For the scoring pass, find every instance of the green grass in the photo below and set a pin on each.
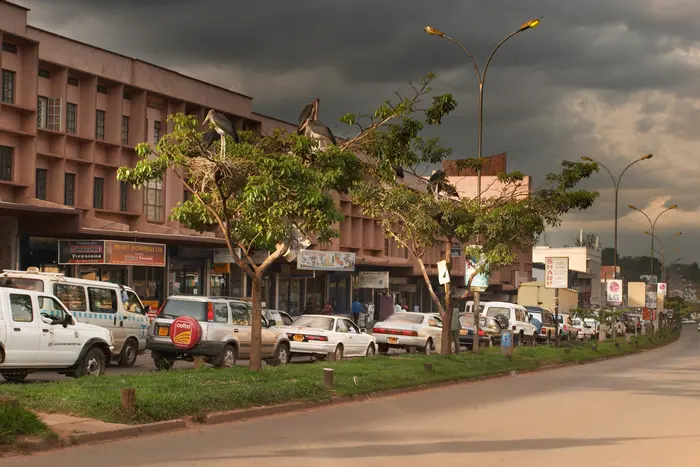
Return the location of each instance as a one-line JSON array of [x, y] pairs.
[[17, 421], [169, 395]]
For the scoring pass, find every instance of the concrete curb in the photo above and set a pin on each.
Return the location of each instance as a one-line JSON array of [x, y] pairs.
[[215, 418]]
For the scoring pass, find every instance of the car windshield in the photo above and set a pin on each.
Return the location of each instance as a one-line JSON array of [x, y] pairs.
[[406, 318], [194, 309], [320, 322]]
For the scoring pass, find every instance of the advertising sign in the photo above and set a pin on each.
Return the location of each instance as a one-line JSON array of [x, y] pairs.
[[556, 273], [614, 292]]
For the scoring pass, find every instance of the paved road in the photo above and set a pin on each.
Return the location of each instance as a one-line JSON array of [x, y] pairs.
[[637, 411]]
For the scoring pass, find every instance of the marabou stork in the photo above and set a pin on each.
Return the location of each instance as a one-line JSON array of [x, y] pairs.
[[438, 182], [311, 127], [223, 126]]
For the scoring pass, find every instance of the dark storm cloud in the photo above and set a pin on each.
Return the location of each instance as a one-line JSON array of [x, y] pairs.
[[604, 78]]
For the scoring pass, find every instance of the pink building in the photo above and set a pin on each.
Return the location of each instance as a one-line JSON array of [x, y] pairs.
[[71, 114]]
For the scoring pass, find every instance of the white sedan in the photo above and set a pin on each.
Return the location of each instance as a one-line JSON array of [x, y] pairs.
[[408, 330], [318, 336]]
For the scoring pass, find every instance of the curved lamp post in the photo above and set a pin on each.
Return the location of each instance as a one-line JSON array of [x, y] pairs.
[[652, 224], [481, 77], [616, 184]]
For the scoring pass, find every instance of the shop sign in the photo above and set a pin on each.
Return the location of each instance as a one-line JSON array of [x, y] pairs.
[[373, 280], [326, 260], [81, 252], [135, 254]]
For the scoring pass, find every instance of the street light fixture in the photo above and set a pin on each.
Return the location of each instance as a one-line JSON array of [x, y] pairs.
[[616, 184], [652, 224]]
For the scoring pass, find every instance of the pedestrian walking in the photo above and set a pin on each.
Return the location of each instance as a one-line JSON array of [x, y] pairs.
[[454, 331]]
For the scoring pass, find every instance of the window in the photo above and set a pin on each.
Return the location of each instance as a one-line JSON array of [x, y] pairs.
[[98, 193], [22, 310], [125, 129], [71, 118], [220, 313], [156, 132], [6, 156], [102, 300], [8, 86], [9, 47], [240, 314], [123, 196], [41, 183], [69, 192], [154, 201], [100, 124], [42, 111]]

---------------

Copy out the listing above, swapping each "scoring pass" for "review round" and keeping everything else the same. Leave the pictures out.

▶ _SOLUTION TO THE PROBLEM_:
For the review round, find every instance of the green grass in the photo below and set a pin on each.
Return the location of each instance as a one-line JSON array of [x, y] pairs.
[[17, 421], [169, 395]]
For the review round, find every instance of the concrete curb in the photo above and set a pin on each.
Return the location of each instance as a one-line JSON array of [x, y] pairs.
[[215, 418]]
For the review round, find every instance of the car windshield in the photo above and set a pin on each.
Return the location of each instance as a one-line JSON array of [x, y] pairs.
[[406, 318], [194, 309], [320, 322]]
For the review round, find every instance of the advertising sign in the photo above and set a pin on each.
Return the location of each instance as a one-line JSON array of [x, y] pairs.
[[556, 273], [614, 292]]
For the review round, find every instance of the paved road in the photo above and set a pin on each.
Return the location of each instance as a one-line JSON array of [x, y] pairs.
[[637, 411]]
For the review round, find every instance of the marabou stork in the photo above and set a pin on each.
Return the location of each instance as a one-line JSON array of [x, y] pairs.
[[438, 182], [311, 127], [223, 126]]
For the review round, find every instance of the dark storm cloud in the photo above and set a pin on each.
Return the location of each instance as a one-line JSON array of [x, y] pairs.
[[604, 78]]
For the review round, find every instance of the pink building in the photo above and set a pin on each.
Return the location of each instance as a one-line JSON array of [x, y] pairs.
[[71, 114]]
For the review round, find every instance of the white sedan in the photo above and set a pin on each.
Return the location of each instance as a one-line JSON array of [x, y] pairs.
[[408, 330], [318, 336]]
For the review round, find every instance of the curved lamp post in the photo above and set a pin on each.
Return the location of each instance as a one-line JSON array of [x, y] pairs.
[[652, 224], [481, 77], [616, 184]]
For the review round, find every instance of the shop sign in the photo above and set a pin on each.
Return the location of each instance as a one-line JSON array of [x, y] pairs.
[[373, 280], [326, 260], [81, 252], [135, 254]]
For the review round, find every instance of the street light fixture in the photo above and set a pin on each.
Return the location of each instance as a one-line JSON array of [x, y] pairs.
[[616, 184], [652, 224]]
For the review round, find every instance of the pedestrian walking in the photo above and set a pin on each.
Return the location of each instance as a one-line JSON array of [x, y] pairs.
[[454, 331]]
For the review round, find every instance of the window in the photo above and set a pin on each.
Return the location of each instance as a one-line JSON array of [x, y] pairs.
[[98, 193], [22, 310], [125, 129], [71, 118], [220, 313], [156, 132], [6, 156], [102, 300], [8, 86], [9, 47], [240, 314], [123, 196], [41, 183], [69, 192], [154, 201], [100, 124], [42, 111]]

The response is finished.